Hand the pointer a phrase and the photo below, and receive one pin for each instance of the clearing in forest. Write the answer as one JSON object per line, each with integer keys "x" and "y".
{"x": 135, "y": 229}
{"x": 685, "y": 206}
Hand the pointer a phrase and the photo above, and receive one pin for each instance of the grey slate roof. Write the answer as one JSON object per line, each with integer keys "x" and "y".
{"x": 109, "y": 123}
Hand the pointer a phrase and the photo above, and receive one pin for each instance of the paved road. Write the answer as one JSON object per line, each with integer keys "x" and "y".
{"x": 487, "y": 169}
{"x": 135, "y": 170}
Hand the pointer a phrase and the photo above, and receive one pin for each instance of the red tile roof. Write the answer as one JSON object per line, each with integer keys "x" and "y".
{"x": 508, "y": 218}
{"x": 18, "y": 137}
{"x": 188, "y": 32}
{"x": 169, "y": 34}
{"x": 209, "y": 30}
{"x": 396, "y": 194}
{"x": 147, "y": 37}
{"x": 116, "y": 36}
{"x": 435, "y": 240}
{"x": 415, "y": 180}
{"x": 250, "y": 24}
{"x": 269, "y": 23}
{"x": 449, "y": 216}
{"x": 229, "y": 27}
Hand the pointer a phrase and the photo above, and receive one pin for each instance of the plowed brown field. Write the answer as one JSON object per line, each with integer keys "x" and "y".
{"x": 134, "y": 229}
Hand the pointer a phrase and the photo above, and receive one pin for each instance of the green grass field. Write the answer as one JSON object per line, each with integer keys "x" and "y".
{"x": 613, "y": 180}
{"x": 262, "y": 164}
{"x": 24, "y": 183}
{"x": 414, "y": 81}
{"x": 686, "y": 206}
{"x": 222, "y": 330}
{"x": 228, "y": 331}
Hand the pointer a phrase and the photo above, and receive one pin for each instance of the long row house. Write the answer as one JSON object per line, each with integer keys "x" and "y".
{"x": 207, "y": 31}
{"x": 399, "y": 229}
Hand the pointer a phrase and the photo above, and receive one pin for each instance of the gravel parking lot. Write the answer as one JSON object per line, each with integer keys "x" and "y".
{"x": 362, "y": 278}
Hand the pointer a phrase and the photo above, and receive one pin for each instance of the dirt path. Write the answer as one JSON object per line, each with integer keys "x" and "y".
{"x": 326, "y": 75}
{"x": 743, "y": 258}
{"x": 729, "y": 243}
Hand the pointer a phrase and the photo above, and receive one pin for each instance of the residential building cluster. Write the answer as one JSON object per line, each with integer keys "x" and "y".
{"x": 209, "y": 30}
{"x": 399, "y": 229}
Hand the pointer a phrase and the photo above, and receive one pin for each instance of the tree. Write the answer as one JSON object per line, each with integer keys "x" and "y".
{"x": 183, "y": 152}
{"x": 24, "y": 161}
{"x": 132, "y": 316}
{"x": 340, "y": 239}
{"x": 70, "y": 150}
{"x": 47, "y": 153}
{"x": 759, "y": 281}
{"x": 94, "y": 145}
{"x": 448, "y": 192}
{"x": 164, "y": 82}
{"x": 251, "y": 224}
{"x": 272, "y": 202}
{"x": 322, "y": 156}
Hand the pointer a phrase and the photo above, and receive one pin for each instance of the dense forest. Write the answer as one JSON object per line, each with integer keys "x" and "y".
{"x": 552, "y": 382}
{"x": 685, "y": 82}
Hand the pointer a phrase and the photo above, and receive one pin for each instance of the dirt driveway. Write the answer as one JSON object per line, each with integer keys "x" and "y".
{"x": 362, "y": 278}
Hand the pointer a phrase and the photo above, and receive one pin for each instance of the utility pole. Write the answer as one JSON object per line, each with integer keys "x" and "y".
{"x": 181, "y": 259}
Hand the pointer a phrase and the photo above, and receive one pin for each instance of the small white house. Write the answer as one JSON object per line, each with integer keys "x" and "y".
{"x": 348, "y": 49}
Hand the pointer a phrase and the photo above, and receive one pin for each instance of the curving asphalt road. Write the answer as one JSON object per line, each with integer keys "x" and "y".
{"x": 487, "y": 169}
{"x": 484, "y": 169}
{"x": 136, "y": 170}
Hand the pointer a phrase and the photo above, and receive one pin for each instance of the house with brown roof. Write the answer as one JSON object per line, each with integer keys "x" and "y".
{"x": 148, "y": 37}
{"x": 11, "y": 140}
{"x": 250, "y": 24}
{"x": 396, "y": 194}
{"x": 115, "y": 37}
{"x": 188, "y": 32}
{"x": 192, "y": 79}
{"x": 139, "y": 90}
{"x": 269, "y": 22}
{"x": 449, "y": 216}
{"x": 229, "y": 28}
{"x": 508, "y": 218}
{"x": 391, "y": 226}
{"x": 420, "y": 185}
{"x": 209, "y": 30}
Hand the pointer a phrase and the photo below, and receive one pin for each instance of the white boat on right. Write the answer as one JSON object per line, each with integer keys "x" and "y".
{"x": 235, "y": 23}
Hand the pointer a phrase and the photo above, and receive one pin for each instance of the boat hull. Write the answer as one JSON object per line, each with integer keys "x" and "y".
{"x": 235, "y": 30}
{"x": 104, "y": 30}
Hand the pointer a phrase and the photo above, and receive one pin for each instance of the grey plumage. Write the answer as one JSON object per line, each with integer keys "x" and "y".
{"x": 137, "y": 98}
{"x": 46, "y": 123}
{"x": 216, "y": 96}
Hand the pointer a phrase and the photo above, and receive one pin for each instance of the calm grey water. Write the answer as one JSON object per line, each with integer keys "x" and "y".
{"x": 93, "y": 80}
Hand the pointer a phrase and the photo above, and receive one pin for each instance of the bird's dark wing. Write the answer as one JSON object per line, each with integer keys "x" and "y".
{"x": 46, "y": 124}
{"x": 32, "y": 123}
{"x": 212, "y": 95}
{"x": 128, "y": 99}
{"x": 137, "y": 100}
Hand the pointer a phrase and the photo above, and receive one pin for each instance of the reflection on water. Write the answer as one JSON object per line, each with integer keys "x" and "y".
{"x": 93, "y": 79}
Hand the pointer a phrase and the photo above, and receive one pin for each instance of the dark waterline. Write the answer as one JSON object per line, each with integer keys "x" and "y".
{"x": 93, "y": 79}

____________

**SET TASK**:
Rewrite all of the lines above, putting "one marker" wherever "one pin" occurs and leaving everything else unchanged.

**THE SOLUTION**:
Hand the pointer a phrase and the photo below, and receive one marker for each instance of the clearing in forest. Write the answer as one JSON object per line, each with integer keys "x" and "y".
{"x": 135, "y": 229}
{"x": 685, "y": 206}
Hand the pointer a phrase and the photo above, and receive one marker for each instance of the grey slate roof. Write the answer as one JSON object per line, each with integer keys "x" and "y".
{"x": 109, "y": 123}
Hand the pointer a phrase and the photo above, and receive one marker for each instance of the paved road. Write the answer as one JSON object per line, each with integer keys "x" and "y".
{"x": 487, "y": 169}
{"x": 135, "y": 170}
Hand the pointer a phrase and the photo above, and receive one marker for each instance of the red tile roof. Write the answer as one JSON object per line, each with integer keys "x" and "y".
{"x": 508, "y": 218}
{"x": 18, "y": 137}
{"x": 188, "y": 32}
{"x": 169, "y": 34}
{"x": 209, "y": 30}
{"x": 396, "y": 194}
{"x": 147, "y": 37}
{"x": 116, "y": 36}
{"x": 435, "y": 240}
{"x": 415, "y": 180}
{"x": 250, "y": 24}
{"x": 269, "y": 23}
{"x": 449, "y": 216}
{"x": 229, "y": 27}
Hand the pointer a phrase and the photo above, and receive one marker for each instance of the plowed brown field. Write the answer as one JSON object per line, each with integer keys "x" and "y".
{"x": 134, "y": 229}
Hand the pointer a phrase and the photo above, and receive one marker for each instance of the green grass field. Write the answer as one JSON object per line, each with integer keys "x" and "y".
{"x": 613, "y": 180}
{"x": 262, "y": 164}
{"x": 24, "y": 183}
{"x": 414, "y": 81}
{"x": 686, "y": 206}
{"x": 222, "y": 330}
{"x": 228, "y": 331}
Hand the pointer a phrase and the photo above, and receive one marker for each instance of the long row house. Write the answer as one JSON object per line, each with integer keys "x" and "y".
{"x": 207, "y": 31}
{"x": 399, "y": 229}
Hand the pointer a phrase and the photo above, and receive one marker for each instance of the gravel parking lot. Write the answer as one JSON object per line, each with integer keys "x" and "y".
{"x": 362, "y": 278}
Hand the pointer a phrase and the photo above, and receive one marker for each instance of the dirt path. Write the answer as one JSON object per line, each with integer keys "x" and "y".
{"x": 326, "y": 75}
{"x": 743, "y": 258}
{"x": 729, "y": 243}
Hand the pointer a phrase and the photo above, and receive one marker for each instance of the residential building cluster. Write the answer as one JSON object per line, each with integer keys "x" and "y".
{"x": 209, "y": 30}
{"x": 399, "y": 229}
Hand the pointer a phrase and the photo above, and receive one marker for each instance of the tree. Write the answer as one JSON object per line, each with integer keys "x" and "y".
{"x": 183, "y": 152}
{"x": 24, "y": 161}
{"x": 132, "y": 316}
{"x": 340, "y": 239}
{"x": 70, "y": 150}
{"x": 47, "y": 153}
{"x": 759, "y": 281}
{"x": 94, "y": 145}
{"x": 448, "y": 192}
{"x": 164, "y": 82}
{"x": 251, "y": 224}
{"x": 272, "y": 202}
{"x": 322, "y": 156}
Hand the pointer a phrase and the photo above, and receive one marker for each instance of the dense forest. Write the answer as one JSON object per line, each with integer keys "x" and "y".
{"x": 552, "y": 382}
{"x": 685, "y": 82}
Hand the pointer a phrase and the photo above, and receive one marker for each instance of the dirt driveway. Write the answer as one JSON object per line, each with integer keys "x" and "y".
{"x": 362, "y": 278}
Hand the pointer a phrase and the photo above, and receive one marker for each instance of the utility pole. Write the answer as one JSON object per line, each with integer keys "x" and "y".
{"x": 181, "y": 259}
Hand the pointer a phrase and the photo above, and receive one marker for each instance of the small white house. Write the answer as one JSON object per line, each with integer keys "x" and "y".
{"x": 348, "y": 49}
Hand the pointer a phrase and the photo above, and receive one marker for each instance of the curving asphalt road. Write the answer as one JSON object per line, each with integer keys "x" and "y".
{"x": 487, "y": 169}
{"x": 484, "y": 169}
{"x": 136, "y": 170}
Hand the pointer a phrase and the photo above, and receive one marker for each instance of the house with brown roof. Write the answer as one JSON object per line, each with integer keys "x" and "y".
{"x": 148, "y": 37}
{"x": 11, "y": 140}
{"x": 250, "y": 24}
{"x": 396, "y": 194}
{"x": 115, "y": 37}
{"x": 188, "y": 32}
{"x": 192, "y": 79}
{"x": 139, "y": 90}
{"x": 269, "y": 22}
{"x": 449, "y": 216}
{"x": 229, "y": 28}
{"x": 508, "y": 218}
{"x": 391, "y": 226}
{"x": 420, "y": 185}
{"x": 209, "y": 30}
Hand the pointer a phrase and the photo below, and receive one marker for each instance of the white boat on right. Write the answer as one JSON object per line, each with integer keys "x" and "y".
{"x": 235, "y": 23}
Hand the pointer a phrase and the photo above, and receive one marker for each instance of the boat hull. Write the answer as one JSON object per line, each with integer keys "x" and "y".
{"x": 235, "y": 30}
{"x": 104, "y": 30}
Hand the pointer a phrase and the photo above, and receive one marker for each instance of the grey plumage. Write the answer as one JSON object per line, each with integer keys "x" and "y".
{"x": 137, "y": 98}
{"x": 46, "y": 123}
{"x": 216, "y": 96}
Hand the pointer a phrase and the photo above, and receive one marker for each instance of the calm grey water. Write the answer as one JSON object per line, each with integer keys "x" and "y".
{"x": 93, "y": 80}
Hand the pointer a phrase and the photo above, and receive one marker for each instance of the bird's dark wing. Write the answer as one JSON object per line, each with integer keys "x" and "y".
{"x": 46, "y": 124}
{"x": 32, "y": 123}
{"x": 212, "y": 95}
{"x": 128, "y": 99}
{"x": 137, "y": 100}
Hand the pointer a phrase and the photo above, and receive one marker for each instance of the reflection on water. Write the answer as one JSON object per line, each with integer keys "x" and "y".
{"x": 93, "y": 79}
Hand the pointer a phrase and the photo above, and receive one marker for each instance of the dark waterline. Write the answer as one JSON object per line, each with integer keys "x" and "y".
{"x": 93, "y": 79}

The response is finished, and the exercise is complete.